START DATA RECORDS

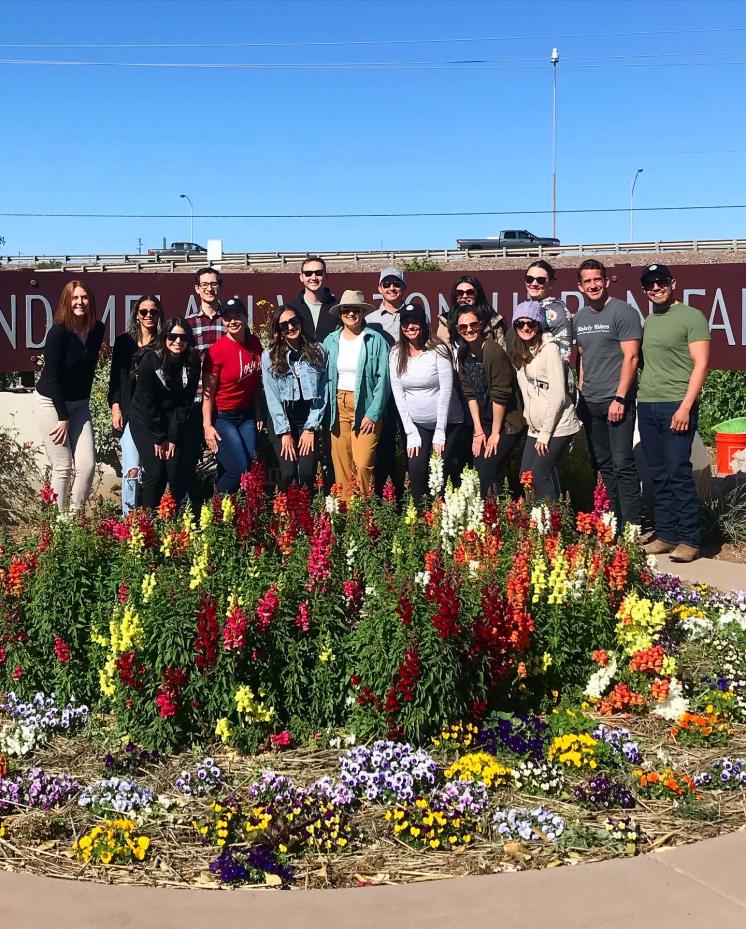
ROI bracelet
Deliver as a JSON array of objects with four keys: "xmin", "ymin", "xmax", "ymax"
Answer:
[{"xmin": 474, "ymin": 432, "xmax": 485, "ymax": 437}]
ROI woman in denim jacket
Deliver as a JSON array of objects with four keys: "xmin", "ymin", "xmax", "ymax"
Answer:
[
  {"xmin": 262, "ymin": 305, "xmax": 328, "ymax": 491},
  {"xmin": 322, "ymin": 290, "xmax": 390, "ymax": 500}
]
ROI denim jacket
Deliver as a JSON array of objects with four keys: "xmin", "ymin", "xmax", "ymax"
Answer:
[
  {"xmin": 261, "ymin": 347, "xmax": 328, "ymax": 434},
  {"xmin": 323, "ymin": 327, "xmax": 390, "ymax": 430}
]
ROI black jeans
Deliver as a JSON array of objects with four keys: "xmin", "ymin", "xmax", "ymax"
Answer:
[
  {"xmin": 473, "ymin": 429, "xmax": 522, "ymax": 498},
  {"xmin": 374, "ymin": 395, "xmax": 407, "ymax": 497},
  {"xmin": 406, "ymin": 422, "xmax": 463, "ymax": 510},
  {"xmin": 129, "ymin": 420, "xmax": 196, "ymax": 510},
  {"xmin": 638, "ymin": 401, "xmax": 701, "ymax": 548},
  {"xmin": 578, "ymin": 396, "xmax": 642, "ymax": 526},
  {"xmin": 268, "ymin": 405, "xmax": 318, "ymax": 492},
  {"xmin": 520, "ymin": 433, "xmax": 574, "ymax": 502}
]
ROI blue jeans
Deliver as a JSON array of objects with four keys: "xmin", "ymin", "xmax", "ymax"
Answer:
[
  {"xmin": 120, "ymin": 423, "xmax": 140, "ymax": 514},
  {"xmin": 214, "ymin": 409, "xmax": 256, "ymax": 493},
  {"xmin": 638, "ymin": 401, "xmax": 700, "ymax": 548}
]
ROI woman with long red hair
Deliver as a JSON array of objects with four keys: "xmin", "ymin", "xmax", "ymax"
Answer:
[{"xmin": 34, "ymin": 279, "xmax": 105, "ymax": 512}]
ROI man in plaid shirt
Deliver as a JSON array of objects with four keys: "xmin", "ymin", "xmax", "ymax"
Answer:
[{"xmin": 183, "ymin": 267, "xmax": 226, "ymax": 501}]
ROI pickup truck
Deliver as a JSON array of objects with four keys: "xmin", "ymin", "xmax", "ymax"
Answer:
[
  {"xmin": 457, "ymin": 230, "xmax": 560, "ymax": 250},
  {"xmin": 147, "ymin": 241, "xmax": 207, "ymax": 257}
]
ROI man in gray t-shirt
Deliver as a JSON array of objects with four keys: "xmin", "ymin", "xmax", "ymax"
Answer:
[{"xmin": 574, "ymin": 259, "xmax": 643, "ymax": 527}]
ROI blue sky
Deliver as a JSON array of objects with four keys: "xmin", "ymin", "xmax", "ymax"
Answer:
[{"xmin": 1, "ymin": 0, "xmax": 745, "ymax": 255}]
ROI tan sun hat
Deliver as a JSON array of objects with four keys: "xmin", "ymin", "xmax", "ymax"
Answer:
[{"xmin": 329, "ymin": 289, "xmax": 375, "ymax": 317}]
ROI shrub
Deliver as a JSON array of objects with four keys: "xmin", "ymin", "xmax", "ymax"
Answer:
[
  {"xmin": 402, "ymin": 257, "xmax": 442, "ymax": 273},
  {"xmin": 0, "ymin": 425, "xmax": 44, "ymax": 526},
  {"xmin": 698, "ymin": 370, "xmax": 746, "ymax": 445}
]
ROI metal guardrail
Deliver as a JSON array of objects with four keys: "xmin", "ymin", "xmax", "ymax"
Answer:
[{"xmin": 1, "ymin": 238, "xmax": 745, "ymax": 272}]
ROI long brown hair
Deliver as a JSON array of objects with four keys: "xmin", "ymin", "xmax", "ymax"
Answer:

END DATA RECORDS

## WHAT THIS TASK INVOLVES
Repeat, word for word, each of the records, omitting any image they hold.

## COMPLETED EXERCISE
ROI bracelet
Deliver as a JSON array of objects with four keys: "xmin", "ymin", "xmax", "ymax"
Answer:
[{"xmin": 474, "ymin": 432, "xmax": 485, "ymax": 437}]
ROI woman in denim jacket
Deliver as a JSON array of objects with four keys: "xmin", "ymin", "xmax", "ymax"
Answer:
[
  {"xmin": 262, "ymin": 305, "xmax": 328, "ymax": 491},
  {"xmin": 322, "ymin": 290, "xmax": 390, "ymax": 500}
]
ROI denim jacket
Deliver as a JSON array of objects with four keys: "xmin", "ymin", "xmax", "ymax"
Answer:
[
  {"xmin": 261, "ymin": 347, "xmax": 328, "ymax": 434},
  {"xmin": 323, "ymin": 327, "xmax": 390, "ymax": 430}
]
ROI black jeans
Deliver as a JSON array of objects with four keys: "xmin", "ymin", "xmax", "ymax"
Answer:
[
  {"xmin": 473, "ymin": 429, "xmax": 522, "ymax": 498},
  {"xmin": 374, "ymin": 395, "xmax": 407, "ymax": 497},
  {"xmin": 406, "ymin": 422, "xmax": 463, "ymax": 510},
  {"xmin": 129, "ymin": 420, "xmax": 196, "ymax": 510},
  {"xmin": 638, "ymin": 401, "xmax": 701, "ymax": 548},
  {"xmin": 578, "ymin": 396, "xmax": 642, "ymax": 526},
  {"xmin": 268, "ymin": 405, "xmax": 318, "ymax": 492},
  {"xmin": 520, "ymin": 433, "xmax": 574, "ymax": 502}
]
ROI blue jeans
Deliver as a JSON array of objects with four keys: "xmin", "ymin", "xmax", "ymax"
Answer:
[
  {"xmin": 120, "ymin": 423, "xmax": 140, "ymax": 514},
  {"xmin": 214, "ymin": 409, "xmax": 256, "ymax": 493},
  {"xmin": 638, "ymin": 401, "xmax": 700, "ymax": 548}
]
ROI woman with long red hair
Deliver as a JSON array of objects with four keys: "xmin", "ymin", "xmax", "ymax"
Answer:
[{"xmin": 34, "ymin": 279, "xmax": 105, "ymax": 512}]
ROI man in plaid shirt
Deliver as a JSON array of objects with four keys: "xmin", "ymin", "xmax", "ymax"
Answer:
[{"xmin": 183, "ymin": 267, "xmax": 226, "ymax": 501}]
ROI pickup truck
Deliver as a JSON array of objects with four keys: "xmin", "ymin", "xmax", "ymax"
Answer:
[
  {"xmin": 457, "ymin": 230, "xmax": 560, "ymax": 250},
  {"xmin": 147, "ymin": 241, "xmax": 207, "ymax": 257}
]
ROI man in gray t-shirt
Deliver as a JSON array of objects with four keys: "xmin", "ymin", "xmax", "ymax"
Answer:
[{"xmin": 574, "ymin": 259, "xmax": 643, "ymax": 527}]
ROI blue sky
Deliver as a JSON array of objects with four keys: "xmin", "ymin", "xmax", "ymax"
Answer:
[{"xmin": 1, "ymin": 0, "xmax": 745, "ymax": 255}]
ROI tan sun hat
Deliver as a JSON array of objects with four keys: "xmin", "ymin", "xmax", "ymax"
Answer:
[{"xmin": 329, "ymin": 289, "xmax": 375, "ymax": 317}]
ROI shrub
Deliver as a JSON array of objects with four keys: "xmin", "ymin", "xmax", "ymax"
Answer:
[
  {"xmin": 402, "ymin": 257, "xmax": 442, "ymax": 273},
  {"xmin": 0, "ymin": 425, "xmax": 44, "ymax": 526},
  {"xmin": 698, "ymin": 370, "xmax": 746, "ymax": 445}
]
ROI metal guardrail
Deliver as a JSON array of objects with four keys: "xmin", "ymin", "xmax", "ymax"
Answer:
[{"xmin": 1, "ymin": 238, "xmax": 745, "ymax": 272}]
ROI long brown hair
Deliver as a JSON array of objects with four keys: "xmin", "ymin", "xmax", "ymax"
Answer:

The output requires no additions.